REQUIRED TASK: Lay out the data below as a Markdown table with two columns, Row and Line, giving each line its own numbered row and dropping any blank lines.

EXERCISE INPUTS:
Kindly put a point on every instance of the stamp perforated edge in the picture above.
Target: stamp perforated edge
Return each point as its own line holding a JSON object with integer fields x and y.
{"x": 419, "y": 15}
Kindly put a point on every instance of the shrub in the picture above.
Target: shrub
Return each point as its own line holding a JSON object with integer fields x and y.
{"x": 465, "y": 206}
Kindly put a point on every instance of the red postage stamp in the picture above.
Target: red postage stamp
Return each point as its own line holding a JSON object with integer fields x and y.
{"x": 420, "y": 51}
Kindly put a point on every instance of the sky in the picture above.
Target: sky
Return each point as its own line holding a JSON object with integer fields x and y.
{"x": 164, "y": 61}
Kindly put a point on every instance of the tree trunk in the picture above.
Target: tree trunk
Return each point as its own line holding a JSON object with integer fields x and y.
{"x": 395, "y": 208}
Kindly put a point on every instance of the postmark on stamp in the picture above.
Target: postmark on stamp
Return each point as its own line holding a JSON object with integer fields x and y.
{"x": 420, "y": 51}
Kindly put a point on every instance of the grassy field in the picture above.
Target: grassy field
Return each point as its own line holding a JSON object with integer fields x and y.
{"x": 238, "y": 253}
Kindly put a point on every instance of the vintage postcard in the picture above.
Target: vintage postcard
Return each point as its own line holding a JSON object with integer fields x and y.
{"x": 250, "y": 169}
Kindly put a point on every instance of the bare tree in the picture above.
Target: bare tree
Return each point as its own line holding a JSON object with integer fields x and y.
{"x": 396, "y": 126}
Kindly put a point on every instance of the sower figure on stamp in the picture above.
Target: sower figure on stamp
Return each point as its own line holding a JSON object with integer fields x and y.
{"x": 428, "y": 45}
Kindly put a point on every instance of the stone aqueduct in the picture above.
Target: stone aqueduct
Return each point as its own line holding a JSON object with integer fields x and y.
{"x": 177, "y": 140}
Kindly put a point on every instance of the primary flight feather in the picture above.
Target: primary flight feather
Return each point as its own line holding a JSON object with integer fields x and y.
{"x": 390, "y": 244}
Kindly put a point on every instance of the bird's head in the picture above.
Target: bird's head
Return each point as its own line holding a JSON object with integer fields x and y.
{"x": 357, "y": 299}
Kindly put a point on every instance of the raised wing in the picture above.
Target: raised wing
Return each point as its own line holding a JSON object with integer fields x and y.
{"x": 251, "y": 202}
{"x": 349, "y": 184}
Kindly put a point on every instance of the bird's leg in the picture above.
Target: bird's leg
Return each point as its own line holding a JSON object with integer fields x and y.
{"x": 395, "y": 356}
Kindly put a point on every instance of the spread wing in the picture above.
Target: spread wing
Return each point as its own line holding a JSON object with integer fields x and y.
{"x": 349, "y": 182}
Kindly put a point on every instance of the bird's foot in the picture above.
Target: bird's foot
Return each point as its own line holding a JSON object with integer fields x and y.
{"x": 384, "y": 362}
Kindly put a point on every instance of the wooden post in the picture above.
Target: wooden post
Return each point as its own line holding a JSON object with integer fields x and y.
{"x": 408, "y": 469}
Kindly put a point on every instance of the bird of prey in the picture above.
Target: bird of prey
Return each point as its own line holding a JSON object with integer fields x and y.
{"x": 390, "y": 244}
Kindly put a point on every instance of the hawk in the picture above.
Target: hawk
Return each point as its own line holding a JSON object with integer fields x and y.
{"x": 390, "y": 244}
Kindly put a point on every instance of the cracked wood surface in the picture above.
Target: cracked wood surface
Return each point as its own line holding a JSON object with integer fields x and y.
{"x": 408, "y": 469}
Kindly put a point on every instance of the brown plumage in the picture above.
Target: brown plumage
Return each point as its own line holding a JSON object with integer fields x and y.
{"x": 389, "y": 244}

ANSWER TO THIS TASK:
| Row | Line |
|---|---|
| 1 | Kindly put a point on every instance of the stamp perforated edge in the picture above. |
| 2 | Target: stamp perforated edge |
| 3 | Return each point as its own line holding a JSON object with integer fields x and y. |
| 4 | {"x": 419, "y": 15} |
| 5 | Kindly put a point on every instance of the shrub in the picture above. |
| 6 | Target: shrub |
| 7 | Return each point as its own line holding a JSON object with integer fields x and y. |
| 8 | {"x": 465, "y": 206} |
| 9 | Kindly put a point on every instance of the red postage stamp in the picture above. |
| 10 | Target: red postage stamp |
| 11 | Return each point as its own line holding a JSON object with integer fields x and y. |
| 12 | {"x": 420, "y": 51} |
| 13 | Kindly put a point on every instance of the sky in the picture above. |
| 14 | Target: sky |
| 15 | Return each point as its own line holding a JSON object with integer fields x and y. |
| 16 | {"x": 164, "y": 61} |
| 17 | Kindly put a point on every instance of the tree trunk in the picture above. |
| 18 | Target: tree trunk |
| 19 | Return each point as its own line holding a JSON object with integer fields x and y. |
| 20 | {"x": 395, "y": 208} |
| 21 | Kindly put a point on every instance of the postmark on stamp in the picture above. |
| 22 | Target: postmark on stamp |
| 23 | Return each point as its own line holding a JSON object with integer fields x and y. |
| 24 | {"x": 420, "y": 51} |
| 25 | Kindly put a point on every instance of the grassy field in the picture above. |
| 26 | Target: grassy field |
| 27 | Return each point as its own line holding a JSON object with integer fields x and y. |
| 28 | {"x": 238, "y": 253} |
| 29 | Kindly put a point on every instance of the vintage postcard in the picture above. |
| 30 | Target: vintage postcard |
| 31 | Return each point as its own line holding a JSON object with integer fields x and y. |
| 32 | {"x": 250, "y": 169} |
| 33 | Kindly put a point on every instance of the bare tree in the picture above. |
| 34 | Target: bare tree |
| 35 | Return each point as its own line holding a JSON object with integer fields x and y. |
| 36 | {"x": 396, "y": 126} |
| 37 | Kindly put a point on every instance of the sower figure on stamp in the picture above. |
| 38 | Target: sower figure on stamp |
| 39 | Return each point as its own line holding a JSON object with integer fields x and y. |
| 40 | {"x": 428, "y": 45} |
| 41 | Kindly put a point on every instance of the stone aqueduct in the picture above. |
| 42 | Target: stone aqueduct |
| 43 | Return each point as its own line holding a JSON object with integer fields x and y. |
| 44 | {"x": 177, "y": 140} |
| 45 | Kindly put a point on every instance of the primary flight feather in the picture above. |
| 46 | Target: primary flight feather |
| 47 | Return each point as its own line holding a JSON object with integer fields x and y. |
| 48 | {"x": 390, "y": 244} |
| 49 | Kindly put a point on every instance of the bird's head in the picture above. |
| 50 | Target: bird's head |
| 51 | Return each point as its own line holding a JSON object with integer fields x and y. |
| 52 | {"x": 357, "y": 299} |
| 53 | Kindly put a point on every instance of the raised wing in the picture above. |
| 54 | Target: raised wing |
| 55 | Return each point as its own line holding a JSON object with integer fields x and y. |
| 56 | {"x": 251, "y": 202} |
| 57 | {"x": 349, "y": 184} |
| 58 | Kindly put a point on every instance of the bird's leg in the picture above. |
| 59 | Target: bird's leg |
| 60 | Return each point as its own line holding a JSON object with integer fields x and y. |
| 61 | {"x": 395, "y": 356} |
| 62 | Kindly put a point on every instance of the spread wing in the picture above. |
| 63 | Target: spread wing |
| 64 | Return each point as its own line holding a JSON object with integer fields x and y. |
| 65 | {"x": 349, "y": 182} |
| 66 | Kindly put a point on every instance of the bird's foot in the picture above. |
| 67 | Target: bird's foot |
| 68 | Return each point as its own line holding a JSON object with integer fields x and y. |
| 69 | {"x": 384, "y": 362} |
| 70 | Kindly put a point on every instance of the wooden post in the picture above. |
| 71 | Target: wooden post |
| 72 | Return each point as its own line holding a JSON object with integer fields x and y. |
| 73 | {"x": 408, "y": 469} |
| 74 | Kindly put a point on every instance of the bird of prey in the picture above. |
| 75 | Target: bird of prey |
| 76 | Return each point as its own line holding a JSON object with integer fields x and y. |
| 77 | {"x": 390, "y": 244} |
| 78 | Kindly put a point on every instance of the hawk in the picture above. |
| 79 | Target: hawk |
| 80 | Return each point as its own line holding a JSON object with integer fields x and y. |
| 81 | {"x": 390, "y": 244} |
| 82 | Kindly put a point on every instance of the cracked wood surface in the picture above. |
| 83 | Target: cracked wood surface |
| 84 | Return each point as its own line holding a JSON object with integer fields x and y. |
| 85 | {"x": 408, "y": 469} |
| 86 | Kindly put a point on every instance of the brown plumage in the picture above. |
| 87 | Target: brown plumage |
| 88 | Return each point as its own line holding a JSON object with integer fields x and y. |
| 89 | {"x": 389, "y": 244} |